#### ABOUT THIS EXERCISE:
Hunt through the entries for the word "baby" and copy each line in which it appears.

________________________________________

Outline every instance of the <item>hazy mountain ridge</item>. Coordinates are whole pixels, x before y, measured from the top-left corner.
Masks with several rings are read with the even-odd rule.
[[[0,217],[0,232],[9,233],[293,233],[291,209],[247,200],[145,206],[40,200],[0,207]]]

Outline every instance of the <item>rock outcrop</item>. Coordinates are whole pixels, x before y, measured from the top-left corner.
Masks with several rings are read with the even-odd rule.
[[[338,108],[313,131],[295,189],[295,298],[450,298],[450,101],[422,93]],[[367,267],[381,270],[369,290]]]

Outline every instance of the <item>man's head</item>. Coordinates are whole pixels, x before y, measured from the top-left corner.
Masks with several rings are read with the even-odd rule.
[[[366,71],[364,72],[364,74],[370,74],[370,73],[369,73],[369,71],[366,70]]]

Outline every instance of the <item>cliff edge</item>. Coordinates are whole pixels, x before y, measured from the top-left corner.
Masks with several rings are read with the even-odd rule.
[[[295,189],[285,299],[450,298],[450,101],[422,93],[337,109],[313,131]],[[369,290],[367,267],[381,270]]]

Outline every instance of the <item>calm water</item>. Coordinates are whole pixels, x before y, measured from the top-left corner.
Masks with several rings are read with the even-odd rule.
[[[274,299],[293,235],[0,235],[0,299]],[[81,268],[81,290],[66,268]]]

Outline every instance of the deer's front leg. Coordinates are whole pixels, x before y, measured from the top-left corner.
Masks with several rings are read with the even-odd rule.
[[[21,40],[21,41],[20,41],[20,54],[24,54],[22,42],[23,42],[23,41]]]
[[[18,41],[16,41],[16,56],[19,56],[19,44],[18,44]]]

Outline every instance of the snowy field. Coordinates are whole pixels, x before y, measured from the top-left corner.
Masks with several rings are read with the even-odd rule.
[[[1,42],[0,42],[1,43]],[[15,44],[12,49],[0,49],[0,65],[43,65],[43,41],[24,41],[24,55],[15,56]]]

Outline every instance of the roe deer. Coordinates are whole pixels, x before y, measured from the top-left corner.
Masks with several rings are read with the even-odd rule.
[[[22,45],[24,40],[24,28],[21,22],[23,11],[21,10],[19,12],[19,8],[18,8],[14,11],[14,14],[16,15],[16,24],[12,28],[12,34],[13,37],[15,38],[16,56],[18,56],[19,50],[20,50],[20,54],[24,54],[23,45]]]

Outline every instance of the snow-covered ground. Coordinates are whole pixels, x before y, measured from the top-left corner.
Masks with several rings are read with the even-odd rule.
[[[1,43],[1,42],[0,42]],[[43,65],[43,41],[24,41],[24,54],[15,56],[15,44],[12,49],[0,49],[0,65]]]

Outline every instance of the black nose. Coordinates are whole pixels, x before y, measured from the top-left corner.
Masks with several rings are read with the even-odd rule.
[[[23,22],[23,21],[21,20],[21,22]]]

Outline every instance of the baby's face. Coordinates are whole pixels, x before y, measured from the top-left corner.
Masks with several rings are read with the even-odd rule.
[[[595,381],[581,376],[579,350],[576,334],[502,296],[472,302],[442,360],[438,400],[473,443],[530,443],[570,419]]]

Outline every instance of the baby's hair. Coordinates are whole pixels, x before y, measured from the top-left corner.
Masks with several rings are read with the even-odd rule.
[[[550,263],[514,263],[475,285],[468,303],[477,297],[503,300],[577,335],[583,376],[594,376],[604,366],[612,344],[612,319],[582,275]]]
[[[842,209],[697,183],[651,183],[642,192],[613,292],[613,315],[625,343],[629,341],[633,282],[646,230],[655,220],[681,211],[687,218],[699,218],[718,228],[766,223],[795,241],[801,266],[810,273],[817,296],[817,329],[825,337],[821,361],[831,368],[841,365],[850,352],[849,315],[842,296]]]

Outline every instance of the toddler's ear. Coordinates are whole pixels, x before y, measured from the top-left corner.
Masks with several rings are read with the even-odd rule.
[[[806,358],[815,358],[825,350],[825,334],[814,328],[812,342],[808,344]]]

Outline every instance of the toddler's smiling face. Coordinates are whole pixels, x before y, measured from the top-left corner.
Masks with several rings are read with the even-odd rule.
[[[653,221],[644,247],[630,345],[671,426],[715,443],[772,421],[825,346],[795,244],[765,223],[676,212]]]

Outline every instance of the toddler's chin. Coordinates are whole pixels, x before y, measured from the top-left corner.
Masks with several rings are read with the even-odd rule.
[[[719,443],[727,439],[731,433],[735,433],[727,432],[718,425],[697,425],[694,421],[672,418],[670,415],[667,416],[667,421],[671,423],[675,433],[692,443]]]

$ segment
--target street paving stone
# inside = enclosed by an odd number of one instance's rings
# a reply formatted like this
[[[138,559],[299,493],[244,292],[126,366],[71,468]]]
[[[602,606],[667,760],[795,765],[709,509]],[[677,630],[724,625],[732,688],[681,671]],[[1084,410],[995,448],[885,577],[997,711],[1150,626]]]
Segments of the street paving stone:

________________________________________

#### EXERCISE SOLUTION:
Outline every instance of the baby's face. Coordinates are whole pixels, x before y, measured from the top-left corner.
Outline every instance of the baby's hair. Coordinates are whole pixels, x before y, measured from the top-left corner.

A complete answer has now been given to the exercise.